• **PROMPT**
Your answer should be the lines of the material that include the word "viasat".

• **SOURCE RECORDS**
□ □ □ □
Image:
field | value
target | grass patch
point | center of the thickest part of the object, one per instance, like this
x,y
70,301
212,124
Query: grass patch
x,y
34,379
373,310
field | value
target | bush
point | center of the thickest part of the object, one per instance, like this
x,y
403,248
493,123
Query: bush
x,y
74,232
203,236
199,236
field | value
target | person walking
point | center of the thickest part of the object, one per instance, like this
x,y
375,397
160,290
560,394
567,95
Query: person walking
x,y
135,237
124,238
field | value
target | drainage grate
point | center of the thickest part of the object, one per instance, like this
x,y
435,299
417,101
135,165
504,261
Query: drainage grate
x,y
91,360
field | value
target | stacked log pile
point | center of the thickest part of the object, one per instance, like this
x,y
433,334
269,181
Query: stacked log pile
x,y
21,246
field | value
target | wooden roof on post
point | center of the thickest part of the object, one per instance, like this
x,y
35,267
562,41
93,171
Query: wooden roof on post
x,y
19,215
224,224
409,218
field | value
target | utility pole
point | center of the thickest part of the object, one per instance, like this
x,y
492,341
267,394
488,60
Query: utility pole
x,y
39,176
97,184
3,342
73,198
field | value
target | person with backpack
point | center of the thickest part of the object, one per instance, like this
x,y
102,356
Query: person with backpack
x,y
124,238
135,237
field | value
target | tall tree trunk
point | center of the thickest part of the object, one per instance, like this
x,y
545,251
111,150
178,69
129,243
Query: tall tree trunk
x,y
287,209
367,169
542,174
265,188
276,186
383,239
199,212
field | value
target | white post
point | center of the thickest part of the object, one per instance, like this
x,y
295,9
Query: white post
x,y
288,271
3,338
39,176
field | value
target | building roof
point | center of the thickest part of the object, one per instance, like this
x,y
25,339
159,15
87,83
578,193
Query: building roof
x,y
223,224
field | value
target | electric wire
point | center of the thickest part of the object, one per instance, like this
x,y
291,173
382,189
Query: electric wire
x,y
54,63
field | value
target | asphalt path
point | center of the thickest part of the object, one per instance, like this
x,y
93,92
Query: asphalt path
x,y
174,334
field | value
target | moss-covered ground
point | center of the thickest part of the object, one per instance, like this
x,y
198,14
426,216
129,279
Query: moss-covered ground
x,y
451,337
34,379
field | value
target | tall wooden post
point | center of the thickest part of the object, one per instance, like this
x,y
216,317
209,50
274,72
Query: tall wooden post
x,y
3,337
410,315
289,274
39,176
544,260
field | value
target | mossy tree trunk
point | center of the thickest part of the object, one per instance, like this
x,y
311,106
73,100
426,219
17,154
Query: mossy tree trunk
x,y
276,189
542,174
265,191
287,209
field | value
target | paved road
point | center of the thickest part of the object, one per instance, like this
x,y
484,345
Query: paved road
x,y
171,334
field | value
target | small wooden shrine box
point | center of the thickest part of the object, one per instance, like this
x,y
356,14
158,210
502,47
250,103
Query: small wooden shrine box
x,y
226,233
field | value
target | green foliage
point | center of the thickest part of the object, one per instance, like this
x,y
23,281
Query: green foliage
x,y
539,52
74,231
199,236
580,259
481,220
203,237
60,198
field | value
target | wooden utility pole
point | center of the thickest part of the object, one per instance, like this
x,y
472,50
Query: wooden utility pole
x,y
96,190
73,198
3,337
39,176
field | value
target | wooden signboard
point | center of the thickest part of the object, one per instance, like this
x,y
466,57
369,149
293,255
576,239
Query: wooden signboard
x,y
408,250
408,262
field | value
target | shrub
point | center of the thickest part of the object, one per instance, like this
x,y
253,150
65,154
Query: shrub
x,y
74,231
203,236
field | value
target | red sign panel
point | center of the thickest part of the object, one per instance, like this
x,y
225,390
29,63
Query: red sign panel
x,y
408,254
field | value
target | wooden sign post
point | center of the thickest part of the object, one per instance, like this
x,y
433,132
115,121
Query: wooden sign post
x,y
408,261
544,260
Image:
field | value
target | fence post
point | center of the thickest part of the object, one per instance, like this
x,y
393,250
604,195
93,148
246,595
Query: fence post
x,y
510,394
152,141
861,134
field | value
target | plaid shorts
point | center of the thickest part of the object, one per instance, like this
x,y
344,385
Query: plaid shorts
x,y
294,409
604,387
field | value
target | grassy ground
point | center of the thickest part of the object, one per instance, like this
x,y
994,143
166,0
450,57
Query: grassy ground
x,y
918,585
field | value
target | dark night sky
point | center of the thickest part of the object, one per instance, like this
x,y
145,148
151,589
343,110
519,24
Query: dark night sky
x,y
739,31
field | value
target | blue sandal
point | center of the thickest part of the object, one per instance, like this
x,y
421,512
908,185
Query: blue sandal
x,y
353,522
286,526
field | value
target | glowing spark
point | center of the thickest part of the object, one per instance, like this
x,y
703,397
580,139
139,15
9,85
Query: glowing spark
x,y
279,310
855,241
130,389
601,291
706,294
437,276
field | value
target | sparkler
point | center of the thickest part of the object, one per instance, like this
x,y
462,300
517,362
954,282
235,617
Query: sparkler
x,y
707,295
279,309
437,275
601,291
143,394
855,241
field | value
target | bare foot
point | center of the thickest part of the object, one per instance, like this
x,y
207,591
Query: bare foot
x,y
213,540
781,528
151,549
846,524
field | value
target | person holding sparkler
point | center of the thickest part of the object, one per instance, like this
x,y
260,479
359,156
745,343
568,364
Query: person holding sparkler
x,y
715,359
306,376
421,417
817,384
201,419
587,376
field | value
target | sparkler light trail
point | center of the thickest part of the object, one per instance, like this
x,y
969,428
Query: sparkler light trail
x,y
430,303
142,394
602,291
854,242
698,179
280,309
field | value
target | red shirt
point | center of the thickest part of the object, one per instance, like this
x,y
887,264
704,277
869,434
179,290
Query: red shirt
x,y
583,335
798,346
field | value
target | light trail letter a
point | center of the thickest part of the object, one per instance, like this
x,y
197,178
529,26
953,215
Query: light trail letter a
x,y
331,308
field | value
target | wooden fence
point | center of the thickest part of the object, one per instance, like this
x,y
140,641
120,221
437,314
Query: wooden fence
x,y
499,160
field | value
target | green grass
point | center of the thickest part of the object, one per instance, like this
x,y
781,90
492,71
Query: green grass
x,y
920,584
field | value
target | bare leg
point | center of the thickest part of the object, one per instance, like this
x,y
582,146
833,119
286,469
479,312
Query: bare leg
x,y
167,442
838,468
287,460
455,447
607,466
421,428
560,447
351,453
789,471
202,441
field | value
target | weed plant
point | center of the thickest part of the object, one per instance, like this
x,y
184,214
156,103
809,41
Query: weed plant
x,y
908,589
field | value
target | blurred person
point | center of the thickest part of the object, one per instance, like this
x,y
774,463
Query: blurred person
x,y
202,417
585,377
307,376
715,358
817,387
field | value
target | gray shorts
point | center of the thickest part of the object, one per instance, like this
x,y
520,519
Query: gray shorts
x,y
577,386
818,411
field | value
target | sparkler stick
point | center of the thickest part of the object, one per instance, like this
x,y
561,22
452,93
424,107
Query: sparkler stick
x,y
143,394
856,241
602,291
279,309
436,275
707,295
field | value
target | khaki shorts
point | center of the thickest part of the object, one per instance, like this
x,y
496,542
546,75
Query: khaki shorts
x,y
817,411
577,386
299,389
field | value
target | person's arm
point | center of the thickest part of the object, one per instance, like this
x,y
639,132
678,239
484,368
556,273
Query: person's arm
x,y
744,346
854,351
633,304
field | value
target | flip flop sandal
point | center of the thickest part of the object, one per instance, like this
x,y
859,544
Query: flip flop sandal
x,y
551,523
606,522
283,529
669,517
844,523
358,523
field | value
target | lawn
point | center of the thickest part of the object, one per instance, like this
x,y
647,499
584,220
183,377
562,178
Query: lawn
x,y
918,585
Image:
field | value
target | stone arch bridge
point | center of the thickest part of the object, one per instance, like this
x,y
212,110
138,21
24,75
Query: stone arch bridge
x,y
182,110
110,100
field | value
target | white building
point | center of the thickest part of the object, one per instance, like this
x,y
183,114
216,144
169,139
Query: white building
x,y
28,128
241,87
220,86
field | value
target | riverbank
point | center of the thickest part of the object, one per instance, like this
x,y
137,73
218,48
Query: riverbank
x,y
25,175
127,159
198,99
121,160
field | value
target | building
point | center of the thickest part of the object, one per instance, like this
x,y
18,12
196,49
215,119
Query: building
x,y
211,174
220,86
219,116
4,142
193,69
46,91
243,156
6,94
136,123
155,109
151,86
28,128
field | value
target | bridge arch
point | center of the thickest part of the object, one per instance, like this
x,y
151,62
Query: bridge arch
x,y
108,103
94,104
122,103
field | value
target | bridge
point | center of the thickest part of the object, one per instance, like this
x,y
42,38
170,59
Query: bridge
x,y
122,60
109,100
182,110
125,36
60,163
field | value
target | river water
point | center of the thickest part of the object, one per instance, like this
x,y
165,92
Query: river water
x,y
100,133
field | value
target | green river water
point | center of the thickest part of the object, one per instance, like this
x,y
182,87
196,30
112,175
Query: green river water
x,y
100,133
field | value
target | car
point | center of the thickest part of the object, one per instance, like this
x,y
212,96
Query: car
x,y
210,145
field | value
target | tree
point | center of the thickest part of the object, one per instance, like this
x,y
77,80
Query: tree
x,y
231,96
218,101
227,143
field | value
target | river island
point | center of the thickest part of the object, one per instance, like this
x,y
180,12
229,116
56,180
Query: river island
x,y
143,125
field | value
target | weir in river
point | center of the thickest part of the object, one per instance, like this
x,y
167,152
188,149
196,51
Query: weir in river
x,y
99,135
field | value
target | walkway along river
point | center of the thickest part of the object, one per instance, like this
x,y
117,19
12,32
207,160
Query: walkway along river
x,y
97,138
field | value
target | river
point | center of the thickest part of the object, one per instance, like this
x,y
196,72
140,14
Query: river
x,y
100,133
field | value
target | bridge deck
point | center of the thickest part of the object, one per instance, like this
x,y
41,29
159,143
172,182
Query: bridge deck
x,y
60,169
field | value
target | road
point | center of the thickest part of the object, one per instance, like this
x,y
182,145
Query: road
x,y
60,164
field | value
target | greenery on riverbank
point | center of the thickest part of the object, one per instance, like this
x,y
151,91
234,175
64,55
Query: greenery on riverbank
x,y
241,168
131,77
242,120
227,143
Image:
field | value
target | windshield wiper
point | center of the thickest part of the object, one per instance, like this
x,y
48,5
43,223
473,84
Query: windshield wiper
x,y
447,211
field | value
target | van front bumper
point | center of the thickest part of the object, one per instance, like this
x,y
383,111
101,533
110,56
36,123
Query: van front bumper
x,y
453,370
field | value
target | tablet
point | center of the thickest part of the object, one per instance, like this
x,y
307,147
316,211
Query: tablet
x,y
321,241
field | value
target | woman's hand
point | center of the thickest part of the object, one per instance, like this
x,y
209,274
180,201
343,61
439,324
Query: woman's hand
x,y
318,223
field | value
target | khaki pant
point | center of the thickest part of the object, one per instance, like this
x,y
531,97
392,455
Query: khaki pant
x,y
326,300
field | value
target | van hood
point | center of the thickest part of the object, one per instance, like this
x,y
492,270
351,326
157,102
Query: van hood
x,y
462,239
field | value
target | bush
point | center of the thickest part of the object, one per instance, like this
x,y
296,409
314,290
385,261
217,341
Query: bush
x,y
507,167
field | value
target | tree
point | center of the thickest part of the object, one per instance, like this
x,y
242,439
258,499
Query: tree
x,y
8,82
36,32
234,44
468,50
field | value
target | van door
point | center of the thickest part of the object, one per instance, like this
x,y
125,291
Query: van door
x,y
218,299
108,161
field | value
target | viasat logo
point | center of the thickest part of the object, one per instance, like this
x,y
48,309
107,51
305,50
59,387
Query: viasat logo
□ □ □ □
• **SOLVED EXERCISE**
target | viasat logo
Query: viasat logo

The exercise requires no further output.